Tugas Tertulis:
**a)** Menurut teks sumber, suku apa saja yang mendominasi komposisi demografi pulau tersebut?
**b)** Daftarkan setiap baris entri yang memuat kata "pendant".

Sumber:
Elang-elang itu hilang seiring pembersihan pulau untuk dijadikan perkampungan. Sejarahnya, sebelum ada Bumi Perkemahan Ragunan dan Cibubur di Jakarta daratan (istilah masyarakat setempat bagi orang yang tinggal di Pulau Jawa) pihak Kepramukaan mengirim anggotanya untuk berlatih di pulau ini. Terjadi pada sekitar tahun 50-an hingga 60-an.
Bahnawi sendiri termasuk penduduk pertama, tepatnya satu dari enam keluarga pertama yang tinggal disini. Ia melanjutkan, bahwa anggota Pramuka tersebut turut membangun dan melatih masyarakat setempat. Sisa masa itu masih kita lihat di Bumi Perkemahan Pulau Pramuka.
Karena komposisi demografi pulau ini didominasi oleh suku Mandar dan Bugis, adat setempat pun didominasi oleh adat suku-suku tersebut.
Pada perayaan sunatan misalnya, dikisahkan ada hari tertentu yang tidak boleh dilanggar, dan juga si anak tersebut harus melakukan adat tertentu setelah sunat. Pada perarakan sunatan, harus dilakukan silat mandar sebagai tolak bala. Bila tidak dilakukan, maka darah dari luka sunat itu akan terus mengucur, dan si anak, malangnya, akan terus mati kehabisan darah.
Dalam membangun rumah, suku mandar di pulau ini percaya harus menghadap ke daerah tertentu. Namun baik Bahnawi maupun Denta, sudah tak lagi menganut aturan ini. Juga, mereka sudah lupa dengan adat mandar tersebut.
Suku Jawa, memiliki ceritera sendiri. Setiap beberapa tahun, diadakan ruwatan laut dan kepulauan. Dengan menanggap wayang dari darat, masyarakat jawa percaya, akan terhindar bali bala dan bencana lautan. Wayang dan ruwatan, hanya sebuah simbol penghormatan terhadap alam semesta dan Tuhan, bukan berarti pemujaan terhadap alam itu sendiri.
Suku Mandar dan Bugis, membangun adat yang cukup unik dalam folklore setempat. Dari informasi yang masih tersisa, dapat kita ketahui ceritera rakyat pulau ini.
Dikisahkan, zaman dahulu kala, ada pelaut Mandar yang berlayar menuju kepulauan ini. Di tengah lautan, terjadi badai dan kapalnya pecah.

Data Acuan:
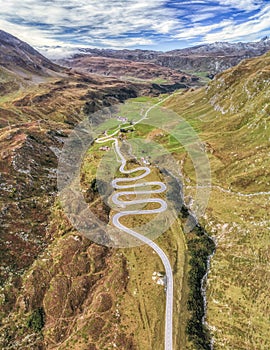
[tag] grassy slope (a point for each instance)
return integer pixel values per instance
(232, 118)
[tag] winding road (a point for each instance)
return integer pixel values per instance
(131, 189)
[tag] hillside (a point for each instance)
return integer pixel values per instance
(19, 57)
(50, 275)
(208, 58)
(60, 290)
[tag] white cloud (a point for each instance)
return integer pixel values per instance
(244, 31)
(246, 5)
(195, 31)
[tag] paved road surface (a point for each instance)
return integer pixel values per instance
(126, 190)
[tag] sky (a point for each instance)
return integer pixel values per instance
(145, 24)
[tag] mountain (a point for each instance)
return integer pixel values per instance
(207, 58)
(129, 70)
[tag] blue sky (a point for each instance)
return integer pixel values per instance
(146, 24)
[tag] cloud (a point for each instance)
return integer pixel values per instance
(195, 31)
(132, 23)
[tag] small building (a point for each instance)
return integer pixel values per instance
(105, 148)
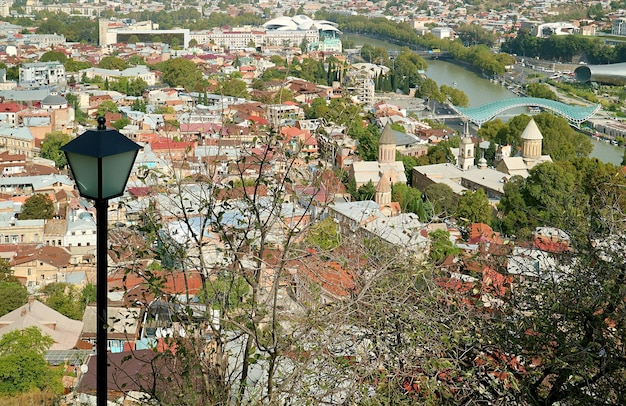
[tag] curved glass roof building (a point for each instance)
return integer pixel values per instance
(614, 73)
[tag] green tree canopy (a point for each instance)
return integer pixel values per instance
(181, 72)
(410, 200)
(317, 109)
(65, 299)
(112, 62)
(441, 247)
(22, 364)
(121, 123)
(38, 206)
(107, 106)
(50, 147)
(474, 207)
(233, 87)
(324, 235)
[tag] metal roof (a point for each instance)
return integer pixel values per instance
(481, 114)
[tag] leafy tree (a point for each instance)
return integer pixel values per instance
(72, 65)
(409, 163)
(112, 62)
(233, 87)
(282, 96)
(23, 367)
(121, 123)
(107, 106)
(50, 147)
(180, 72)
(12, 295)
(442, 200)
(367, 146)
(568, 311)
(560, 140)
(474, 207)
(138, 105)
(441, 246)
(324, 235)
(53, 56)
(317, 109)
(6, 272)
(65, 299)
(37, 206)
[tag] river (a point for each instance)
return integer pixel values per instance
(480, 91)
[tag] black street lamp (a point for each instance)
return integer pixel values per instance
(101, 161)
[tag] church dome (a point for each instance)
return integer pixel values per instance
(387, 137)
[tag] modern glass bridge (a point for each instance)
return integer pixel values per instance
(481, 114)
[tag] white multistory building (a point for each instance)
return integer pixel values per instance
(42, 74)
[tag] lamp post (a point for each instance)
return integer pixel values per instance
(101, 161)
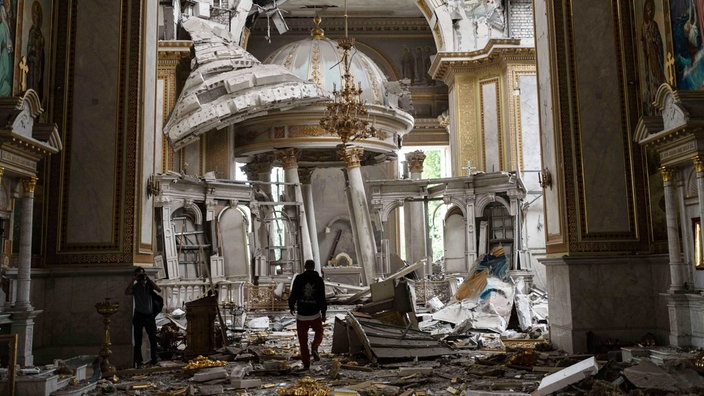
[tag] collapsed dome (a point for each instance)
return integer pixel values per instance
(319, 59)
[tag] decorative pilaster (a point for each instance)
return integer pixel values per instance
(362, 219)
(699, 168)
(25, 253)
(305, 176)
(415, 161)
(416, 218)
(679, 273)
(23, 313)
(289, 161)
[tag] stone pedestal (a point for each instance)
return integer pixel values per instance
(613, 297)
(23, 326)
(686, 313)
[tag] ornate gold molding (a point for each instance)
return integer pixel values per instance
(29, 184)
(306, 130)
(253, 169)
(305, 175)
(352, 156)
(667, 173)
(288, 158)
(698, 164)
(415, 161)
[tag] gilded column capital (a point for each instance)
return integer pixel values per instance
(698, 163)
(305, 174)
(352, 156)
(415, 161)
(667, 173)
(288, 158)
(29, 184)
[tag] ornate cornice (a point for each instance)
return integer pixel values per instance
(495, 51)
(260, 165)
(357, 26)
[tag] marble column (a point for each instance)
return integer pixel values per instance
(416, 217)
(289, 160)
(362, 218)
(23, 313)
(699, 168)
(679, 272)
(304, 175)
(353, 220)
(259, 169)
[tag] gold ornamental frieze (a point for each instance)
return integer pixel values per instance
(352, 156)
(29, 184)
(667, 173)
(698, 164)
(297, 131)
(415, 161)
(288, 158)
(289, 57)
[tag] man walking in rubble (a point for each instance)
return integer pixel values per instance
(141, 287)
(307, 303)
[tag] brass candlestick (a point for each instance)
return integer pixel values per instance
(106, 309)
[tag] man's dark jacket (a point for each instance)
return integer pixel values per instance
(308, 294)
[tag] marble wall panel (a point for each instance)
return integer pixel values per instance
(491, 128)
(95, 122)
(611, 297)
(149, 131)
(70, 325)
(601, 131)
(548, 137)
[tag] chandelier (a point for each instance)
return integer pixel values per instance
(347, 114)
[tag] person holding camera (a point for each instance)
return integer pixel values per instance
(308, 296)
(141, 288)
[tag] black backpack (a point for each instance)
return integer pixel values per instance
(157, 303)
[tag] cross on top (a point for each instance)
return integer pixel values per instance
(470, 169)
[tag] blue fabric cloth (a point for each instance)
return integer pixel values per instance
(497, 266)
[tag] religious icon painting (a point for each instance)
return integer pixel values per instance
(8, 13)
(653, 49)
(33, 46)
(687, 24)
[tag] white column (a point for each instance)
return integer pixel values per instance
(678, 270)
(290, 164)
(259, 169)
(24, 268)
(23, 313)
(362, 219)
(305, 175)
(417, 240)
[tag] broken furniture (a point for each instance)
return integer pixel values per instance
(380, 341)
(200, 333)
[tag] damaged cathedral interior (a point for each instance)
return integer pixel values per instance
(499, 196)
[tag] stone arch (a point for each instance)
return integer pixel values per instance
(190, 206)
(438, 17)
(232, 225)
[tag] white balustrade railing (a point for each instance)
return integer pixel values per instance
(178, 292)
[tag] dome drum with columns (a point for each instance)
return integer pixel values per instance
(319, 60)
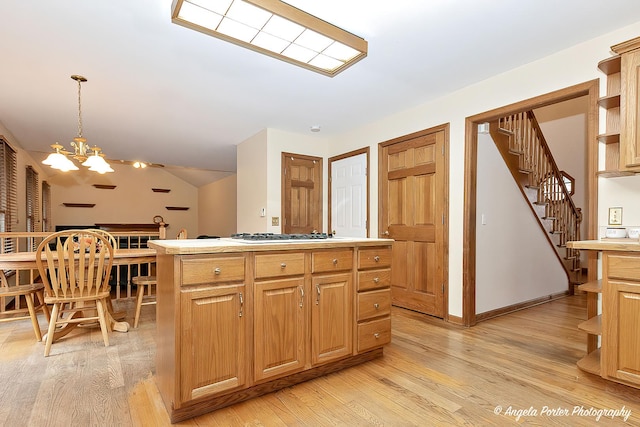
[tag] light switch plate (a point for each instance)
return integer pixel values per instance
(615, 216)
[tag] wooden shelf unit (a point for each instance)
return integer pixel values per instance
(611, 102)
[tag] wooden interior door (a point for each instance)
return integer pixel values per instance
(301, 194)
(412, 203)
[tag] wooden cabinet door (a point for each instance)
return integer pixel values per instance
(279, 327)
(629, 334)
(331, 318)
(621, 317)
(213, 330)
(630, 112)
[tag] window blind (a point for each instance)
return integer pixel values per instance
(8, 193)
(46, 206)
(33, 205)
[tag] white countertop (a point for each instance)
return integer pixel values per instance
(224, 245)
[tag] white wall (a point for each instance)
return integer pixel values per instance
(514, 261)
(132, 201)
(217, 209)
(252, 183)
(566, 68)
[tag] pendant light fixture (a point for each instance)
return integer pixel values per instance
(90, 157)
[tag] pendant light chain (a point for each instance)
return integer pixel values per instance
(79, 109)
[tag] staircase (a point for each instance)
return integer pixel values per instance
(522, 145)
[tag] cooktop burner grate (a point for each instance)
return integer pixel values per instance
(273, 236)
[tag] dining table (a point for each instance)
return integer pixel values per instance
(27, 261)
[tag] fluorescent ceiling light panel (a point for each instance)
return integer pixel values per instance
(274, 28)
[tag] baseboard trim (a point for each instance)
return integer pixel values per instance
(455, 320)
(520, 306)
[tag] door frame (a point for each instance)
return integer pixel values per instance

Daftar Jawaban:
**a)** Suku Mandar dan Bugis.

**b)**
[tag] pendant light fixture (a point for each instance)
[tag] pendant light chain (a point for each instance)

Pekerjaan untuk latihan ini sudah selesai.